• Passage shown
◇ ◇ ◇

Viral manipulation of plant-vector interactions: CONNECTED Online Seminar
Prof. Carr’s research interests at the University of Cambridge’s Department of Plant Sciences include plant-virus-insect interactions, and natural and engineered resistance to plant viruses.
In the presentation, which formed part of the April 2021 CONNECTED Online seminar, Prof. Carr summarises some of the fundamental research that has underpinned some of the collaborative activities with African partners that have been funded by CONNECTED.
Prof. Carr focuses on a series of examples of lab work, mostly using cucumber mosaic virus as a model, investigating how some viruses appear to be able to modify the biochemistry and defence status of the host plant in ways that alter interactions between host plants and insect vectors, and how these changes might accelerate virus transmission.
In the presentation, Prof. Carr highlights research conducted by a number of early career researchers: Ana Bravo; Sun Ju-Rhee; Sam Crawshaw and Lewis Watt; Trisna Tungadi, and Ruairi Donnelly.
CONNECTED network members can watch Dr. Carr’s presentation using this link. You will need to be logged in as a CONNECTED member on the device you are using.
**Prof. Carr was unable to address questions raised at the end of his presentation but has subsequently provided the following responses
Q. Does the volatiles interfere and confuse the settling of aphids in the assay- plants are quite closely placed?
Prof. Carr: Thank you for your question. The experiments shown assay the combined effects of olfactory cues, appearance (if done under normal illumination), so we also do olfactometry (e.g. Y-tube) to isolate the effects of volatiles.
Q. I wanted to know which type of environment favour aphids to change sex. for example male to female.
Prof. Carr: Thank you for your question. An individual aphid does not change sex during its lifetime, but under certain environmental or seasonal circumstances females will start to produce males. I have attached a short review about this, which I hope is useful (Braendel et al. attached).
Q. Do you think the result of your study is also applicable to other viruses vectored by aphids? or other viruses vectored by other
Prof. Carr: Thank you for your question. Yes, we think some of the findings will be useful for understanding viruses that are transmitted in the non-persistent mode. This is particularly so with respect to the changes in behaviour caused by the virally induced changes in plant taste, odour or surface cues. However, how the plant is specifically manipulated by CMV or how CMV proteins interact with each other is of more specialist interest to people working on cucumoviruses.

◇ ◇ ◇

• Recorded information
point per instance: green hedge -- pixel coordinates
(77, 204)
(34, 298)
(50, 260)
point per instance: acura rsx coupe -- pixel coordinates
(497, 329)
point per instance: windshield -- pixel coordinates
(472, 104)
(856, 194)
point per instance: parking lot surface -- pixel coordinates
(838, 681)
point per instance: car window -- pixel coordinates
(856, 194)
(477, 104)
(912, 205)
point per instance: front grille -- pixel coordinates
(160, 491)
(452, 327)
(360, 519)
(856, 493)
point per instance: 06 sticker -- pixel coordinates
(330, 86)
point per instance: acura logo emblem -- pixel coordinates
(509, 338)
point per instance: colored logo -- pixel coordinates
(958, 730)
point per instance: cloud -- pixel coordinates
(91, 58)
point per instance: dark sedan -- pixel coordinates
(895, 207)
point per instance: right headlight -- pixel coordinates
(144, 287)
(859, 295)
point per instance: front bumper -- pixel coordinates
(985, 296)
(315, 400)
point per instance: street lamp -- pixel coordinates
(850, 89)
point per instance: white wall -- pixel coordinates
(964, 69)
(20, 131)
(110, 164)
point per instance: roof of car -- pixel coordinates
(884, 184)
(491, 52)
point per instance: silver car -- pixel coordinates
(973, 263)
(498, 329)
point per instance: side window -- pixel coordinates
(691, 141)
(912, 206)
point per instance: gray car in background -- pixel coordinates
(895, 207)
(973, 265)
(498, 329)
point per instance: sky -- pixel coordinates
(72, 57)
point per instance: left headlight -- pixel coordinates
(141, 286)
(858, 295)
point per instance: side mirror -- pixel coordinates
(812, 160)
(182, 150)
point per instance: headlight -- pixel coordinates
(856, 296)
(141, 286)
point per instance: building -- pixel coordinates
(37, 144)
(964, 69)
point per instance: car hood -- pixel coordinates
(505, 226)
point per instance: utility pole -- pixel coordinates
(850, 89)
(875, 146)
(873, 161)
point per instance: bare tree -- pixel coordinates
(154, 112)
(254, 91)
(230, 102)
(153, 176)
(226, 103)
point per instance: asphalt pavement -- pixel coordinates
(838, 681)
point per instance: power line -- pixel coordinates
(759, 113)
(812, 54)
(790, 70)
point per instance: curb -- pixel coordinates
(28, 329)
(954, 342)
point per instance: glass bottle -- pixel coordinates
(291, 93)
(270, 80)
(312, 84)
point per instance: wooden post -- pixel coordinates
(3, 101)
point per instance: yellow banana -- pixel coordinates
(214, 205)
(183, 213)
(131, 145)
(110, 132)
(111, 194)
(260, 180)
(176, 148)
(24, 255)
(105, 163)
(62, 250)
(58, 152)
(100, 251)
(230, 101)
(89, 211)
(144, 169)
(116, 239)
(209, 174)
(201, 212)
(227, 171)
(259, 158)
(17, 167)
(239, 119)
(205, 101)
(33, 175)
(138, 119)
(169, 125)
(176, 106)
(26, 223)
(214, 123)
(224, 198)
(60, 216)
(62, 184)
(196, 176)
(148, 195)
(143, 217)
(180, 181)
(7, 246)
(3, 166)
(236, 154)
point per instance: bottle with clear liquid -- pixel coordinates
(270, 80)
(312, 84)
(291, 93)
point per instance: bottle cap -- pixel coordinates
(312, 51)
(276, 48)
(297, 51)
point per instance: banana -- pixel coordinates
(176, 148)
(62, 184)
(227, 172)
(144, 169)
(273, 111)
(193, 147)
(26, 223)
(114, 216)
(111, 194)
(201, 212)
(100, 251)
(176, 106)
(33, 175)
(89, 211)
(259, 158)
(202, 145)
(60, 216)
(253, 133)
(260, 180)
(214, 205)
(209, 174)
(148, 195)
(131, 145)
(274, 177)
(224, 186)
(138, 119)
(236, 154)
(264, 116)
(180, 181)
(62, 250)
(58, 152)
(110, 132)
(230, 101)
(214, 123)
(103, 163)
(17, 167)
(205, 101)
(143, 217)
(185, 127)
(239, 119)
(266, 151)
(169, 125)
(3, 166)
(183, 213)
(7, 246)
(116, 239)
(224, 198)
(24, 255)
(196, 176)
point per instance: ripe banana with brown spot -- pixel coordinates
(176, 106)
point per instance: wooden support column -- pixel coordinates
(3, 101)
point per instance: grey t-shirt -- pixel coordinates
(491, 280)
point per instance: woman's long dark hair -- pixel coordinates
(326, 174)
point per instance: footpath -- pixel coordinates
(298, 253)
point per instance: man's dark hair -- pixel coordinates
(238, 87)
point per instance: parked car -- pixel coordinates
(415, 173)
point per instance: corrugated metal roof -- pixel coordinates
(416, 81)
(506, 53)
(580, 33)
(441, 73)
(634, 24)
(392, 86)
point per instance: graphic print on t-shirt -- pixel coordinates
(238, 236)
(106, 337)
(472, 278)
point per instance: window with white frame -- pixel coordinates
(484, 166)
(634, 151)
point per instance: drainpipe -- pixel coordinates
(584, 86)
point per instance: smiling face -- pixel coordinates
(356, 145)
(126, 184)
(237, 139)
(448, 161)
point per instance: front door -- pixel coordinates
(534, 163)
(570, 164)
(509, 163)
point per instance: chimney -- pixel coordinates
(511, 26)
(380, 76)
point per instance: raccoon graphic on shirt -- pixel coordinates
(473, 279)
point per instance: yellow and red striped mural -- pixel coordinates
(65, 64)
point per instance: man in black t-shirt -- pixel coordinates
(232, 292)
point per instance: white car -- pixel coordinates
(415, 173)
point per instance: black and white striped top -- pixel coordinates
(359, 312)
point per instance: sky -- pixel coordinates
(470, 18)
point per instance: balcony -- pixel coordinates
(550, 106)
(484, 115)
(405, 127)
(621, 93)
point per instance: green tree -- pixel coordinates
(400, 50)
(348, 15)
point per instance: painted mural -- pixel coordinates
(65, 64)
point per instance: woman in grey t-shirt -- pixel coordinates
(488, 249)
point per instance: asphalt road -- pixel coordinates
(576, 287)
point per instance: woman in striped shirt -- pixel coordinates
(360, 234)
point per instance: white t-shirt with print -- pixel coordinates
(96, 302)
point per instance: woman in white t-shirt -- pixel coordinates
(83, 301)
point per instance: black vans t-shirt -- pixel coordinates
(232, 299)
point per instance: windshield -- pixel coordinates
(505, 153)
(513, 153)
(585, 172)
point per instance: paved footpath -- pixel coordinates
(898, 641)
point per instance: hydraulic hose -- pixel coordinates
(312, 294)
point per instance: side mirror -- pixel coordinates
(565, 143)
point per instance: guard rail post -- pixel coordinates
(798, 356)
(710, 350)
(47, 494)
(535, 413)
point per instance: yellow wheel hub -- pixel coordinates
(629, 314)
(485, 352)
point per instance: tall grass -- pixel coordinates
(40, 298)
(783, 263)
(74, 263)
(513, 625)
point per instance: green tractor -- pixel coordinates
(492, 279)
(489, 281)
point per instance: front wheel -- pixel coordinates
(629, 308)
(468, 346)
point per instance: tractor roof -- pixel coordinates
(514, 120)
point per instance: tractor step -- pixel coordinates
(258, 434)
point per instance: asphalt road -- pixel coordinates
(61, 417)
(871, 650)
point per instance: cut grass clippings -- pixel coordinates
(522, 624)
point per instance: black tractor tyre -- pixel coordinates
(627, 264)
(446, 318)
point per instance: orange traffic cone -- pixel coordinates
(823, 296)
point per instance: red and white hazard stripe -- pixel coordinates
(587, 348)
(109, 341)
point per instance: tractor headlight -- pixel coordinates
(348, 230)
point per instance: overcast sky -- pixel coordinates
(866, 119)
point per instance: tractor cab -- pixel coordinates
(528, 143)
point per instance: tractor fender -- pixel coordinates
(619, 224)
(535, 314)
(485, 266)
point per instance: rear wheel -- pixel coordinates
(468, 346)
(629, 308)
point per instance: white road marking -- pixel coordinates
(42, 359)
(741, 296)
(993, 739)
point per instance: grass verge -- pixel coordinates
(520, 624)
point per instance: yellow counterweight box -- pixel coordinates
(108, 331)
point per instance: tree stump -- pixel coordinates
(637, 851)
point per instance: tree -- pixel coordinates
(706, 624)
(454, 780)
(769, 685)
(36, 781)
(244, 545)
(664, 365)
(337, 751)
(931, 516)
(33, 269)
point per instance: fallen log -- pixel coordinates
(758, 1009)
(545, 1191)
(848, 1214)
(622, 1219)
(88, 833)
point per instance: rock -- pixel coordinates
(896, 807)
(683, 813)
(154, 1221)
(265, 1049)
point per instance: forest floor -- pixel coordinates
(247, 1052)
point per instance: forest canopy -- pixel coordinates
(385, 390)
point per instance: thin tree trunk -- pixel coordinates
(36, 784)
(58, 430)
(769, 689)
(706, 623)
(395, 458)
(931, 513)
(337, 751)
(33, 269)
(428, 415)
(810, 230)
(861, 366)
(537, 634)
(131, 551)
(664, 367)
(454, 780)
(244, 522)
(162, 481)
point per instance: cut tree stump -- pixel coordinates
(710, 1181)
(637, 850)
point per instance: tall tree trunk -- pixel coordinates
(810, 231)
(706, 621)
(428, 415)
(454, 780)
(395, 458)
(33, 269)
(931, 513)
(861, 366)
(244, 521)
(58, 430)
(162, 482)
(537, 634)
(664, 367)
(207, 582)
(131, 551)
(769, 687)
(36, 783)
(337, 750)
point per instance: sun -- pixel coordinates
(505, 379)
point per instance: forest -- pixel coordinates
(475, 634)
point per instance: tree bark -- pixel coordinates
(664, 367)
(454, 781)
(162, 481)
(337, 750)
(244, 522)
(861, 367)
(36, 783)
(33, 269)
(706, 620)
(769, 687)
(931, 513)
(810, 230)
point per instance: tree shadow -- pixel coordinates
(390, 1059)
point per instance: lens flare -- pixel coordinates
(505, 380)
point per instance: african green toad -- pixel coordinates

◇ ◇ ◇

• Your assignment
In the seminar page, which virus served as the model in most of the lab work Prof. Carr described?

• Output of the task
Cucumber mosaic virus